• **TEXTE PRÉSENTÉ**:
***

Discipline et détermination. C'est ce qui vient en tête lorsqu'on pense au parcours de Manon Brouillette. Celle qui est arrivée chez Vidéotron en 2004 récolte, 10 ans plus tard, les fruits d'un travail concentré et soutenu. Depuis mai, la voici aux commandes du fournisseur de services de télécommunications, à titre de présidente et chef de la direction. Et, cerise sur le gâteau, elle figure même au Top 100 des Canadiennes les plus influentes en 2014 dévoilé en novembre par le Réseau des femmes exécutives (WXN).
Jean-François Bouchard, cofondateur de l'agence Sid Lee, se dit impressionné par le parcours professionnel de son épouse des 13 dernières années. «Je n'aurais jamais pensé qu'elle irait aussi loin aussi vite. Je dis souvent à la blague qu'il y a quelques années, lorsqu'on participait à des activités sociales, on l'appelait Mme Bouchard, mais à présent, on m'appelle M. Brouillette. Voilà qui résume assez bien son ascension !» confie-t-il.
Manon Brouillette ne cache pas son ambition : faire de Vidéotron le 4e fournisseur national de téléphonie mobile. «C'est certain qu'on veut aller dans le reste du Canada pour être le quatrième fournisseur de services de télécommunications national. Par contre, nous n'avons pas fini "d'aligner toutes les étoiles" avant de nous lancer», dit Mme Brouillette, de son bureau au siège social de Québecor, à Montréal.

***

• **DONNÉES**:
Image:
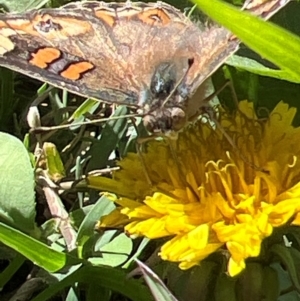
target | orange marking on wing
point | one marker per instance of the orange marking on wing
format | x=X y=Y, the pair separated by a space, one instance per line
x=75 y=70
x=69 y=26
x=104 y=16
x=151 y=16
x=45 y=56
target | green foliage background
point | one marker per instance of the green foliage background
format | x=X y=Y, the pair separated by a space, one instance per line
x=95 y=268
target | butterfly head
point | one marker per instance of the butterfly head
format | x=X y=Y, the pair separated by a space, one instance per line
x=165 y=105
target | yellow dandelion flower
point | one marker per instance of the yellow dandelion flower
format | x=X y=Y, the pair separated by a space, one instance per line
x=205 y=195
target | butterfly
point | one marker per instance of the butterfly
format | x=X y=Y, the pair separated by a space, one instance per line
x=148 y=56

***

• **CONSIGNE 1**:
Répondez aux questions suivantes à partir du portrait de Manon Brouillette.
(a) En quelle année Manon Brouillette est-elle arrivée chez Vidéotron ?
(b) Quel organisme a dévoilé le Top 100 des Canadiennes les plus influentes en 2014 ?
(c) D'où Mme Brouillette s'exprime-t-elle lorsqu'elle parle de son ambition pour Vidéotron ?
• **CONSIGNE 2**: D'après le portrait de Manon Brouillette, pourquoi Jean-François Bouchard dit-il qu'on l'appelle à présent « M. Brouillette » ? Répondez en une à trois phrases.
La liste ne joue aucun rôle dans ce travail.

• **CORRIGÉ COMPLET 1**:
(a) En 2004.
(b) Le Réseau des femmes exécutives (WXN).
(c) De son bureau au siège social de Québecor, à Montréal.

• **CORRIGÉ COMPLET 2**: Il veut ainsi résumer l'ascension de son épouse. Il y a quelques années, lors d'activités sociales, on l'appelait Mme Bouchard. Aujourd'hui, c'est lui qu'on désigne par le nom de sa femme.